◆ **What the task asks**
Copy the records below from the line containing "gem boxed for tracking." through the end of the records, including both ends and the request text. Multiply every bounding-box coordinate in the answers by 2.4 and round each result to a whole number, with halves rounded up.

— START Material for this task —

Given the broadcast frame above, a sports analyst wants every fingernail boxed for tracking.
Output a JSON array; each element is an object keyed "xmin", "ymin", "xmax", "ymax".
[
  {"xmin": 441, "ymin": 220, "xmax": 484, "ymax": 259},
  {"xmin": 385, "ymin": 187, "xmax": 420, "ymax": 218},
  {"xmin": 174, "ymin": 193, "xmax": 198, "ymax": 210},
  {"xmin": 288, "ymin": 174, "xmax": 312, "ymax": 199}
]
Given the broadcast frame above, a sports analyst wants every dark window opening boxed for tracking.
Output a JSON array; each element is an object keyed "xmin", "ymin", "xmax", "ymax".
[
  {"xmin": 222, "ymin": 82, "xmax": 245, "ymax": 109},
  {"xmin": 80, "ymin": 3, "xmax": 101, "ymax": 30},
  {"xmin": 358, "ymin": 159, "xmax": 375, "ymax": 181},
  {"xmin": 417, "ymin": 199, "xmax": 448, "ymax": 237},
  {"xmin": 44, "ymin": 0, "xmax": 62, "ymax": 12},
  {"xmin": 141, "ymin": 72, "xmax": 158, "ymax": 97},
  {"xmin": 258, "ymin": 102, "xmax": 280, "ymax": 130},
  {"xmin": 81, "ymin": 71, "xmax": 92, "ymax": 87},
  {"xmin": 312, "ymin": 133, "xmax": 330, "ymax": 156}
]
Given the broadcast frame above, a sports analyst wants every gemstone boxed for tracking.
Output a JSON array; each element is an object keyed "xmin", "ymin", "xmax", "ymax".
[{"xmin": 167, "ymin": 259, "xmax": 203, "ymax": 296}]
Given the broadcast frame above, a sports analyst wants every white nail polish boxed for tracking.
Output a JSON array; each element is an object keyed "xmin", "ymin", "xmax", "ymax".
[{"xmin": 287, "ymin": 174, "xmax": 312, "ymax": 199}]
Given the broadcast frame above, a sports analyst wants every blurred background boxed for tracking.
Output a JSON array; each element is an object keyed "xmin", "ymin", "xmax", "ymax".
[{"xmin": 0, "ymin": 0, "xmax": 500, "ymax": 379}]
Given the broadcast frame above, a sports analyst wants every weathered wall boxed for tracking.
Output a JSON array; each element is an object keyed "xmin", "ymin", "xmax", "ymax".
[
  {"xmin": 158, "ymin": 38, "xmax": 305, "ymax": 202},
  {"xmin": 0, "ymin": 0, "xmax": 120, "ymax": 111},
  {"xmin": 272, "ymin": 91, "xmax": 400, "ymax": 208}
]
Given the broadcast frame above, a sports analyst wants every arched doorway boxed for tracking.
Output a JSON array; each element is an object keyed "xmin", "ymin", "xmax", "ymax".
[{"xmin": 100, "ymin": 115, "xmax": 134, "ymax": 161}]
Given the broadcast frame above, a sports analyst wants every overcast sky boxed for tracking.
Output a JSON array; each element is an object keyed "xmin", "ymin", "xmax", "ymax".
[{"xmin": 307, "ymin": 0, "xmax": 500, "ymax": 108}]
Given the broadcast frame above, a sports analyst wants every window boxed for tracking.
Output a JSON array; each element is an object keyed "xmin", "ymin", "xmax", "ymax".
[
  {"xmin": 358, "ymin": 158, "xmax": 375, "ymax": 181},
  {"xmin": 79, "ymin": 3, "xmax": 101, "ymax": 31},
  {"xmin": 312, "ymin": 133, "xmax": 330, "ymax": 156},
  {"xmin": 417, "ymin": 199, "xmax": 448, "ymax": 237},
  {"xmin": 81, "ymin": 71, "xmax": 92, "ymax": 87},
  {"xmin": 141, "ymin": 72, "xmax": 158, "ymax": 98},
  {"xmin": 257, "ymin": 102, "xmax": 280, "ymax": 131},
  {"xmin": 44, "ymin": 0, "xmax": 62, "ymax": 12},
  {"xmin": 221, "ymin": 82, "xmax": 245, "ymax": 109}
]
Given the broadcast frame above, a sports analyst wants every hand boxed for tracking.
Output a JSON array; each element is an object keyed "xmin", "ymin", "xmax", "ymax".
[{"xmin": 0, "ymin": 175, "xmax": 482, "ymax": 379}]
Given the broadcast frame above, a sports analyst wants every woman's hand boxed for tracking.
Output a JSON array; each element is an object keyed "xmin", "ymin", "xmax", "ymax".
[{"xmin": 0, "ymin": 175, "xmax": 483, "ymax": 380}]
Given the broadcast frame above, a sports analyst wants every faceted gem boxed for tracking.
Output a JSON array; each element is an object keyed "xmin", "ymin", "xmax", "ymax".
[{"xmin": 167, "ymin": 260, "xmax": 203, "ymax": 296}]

— END Material for this task —

◆ **Written response**
Given the broadcast frame above, a sports analyst wants every faceted gem boxed for tracking.
Output a JSON array; each element is an object keyed "xmin", "ymin", "xmax", "ymax".
[{"xmin": 401, "ymin": 624, "xmax": 487, "ymax": 710}]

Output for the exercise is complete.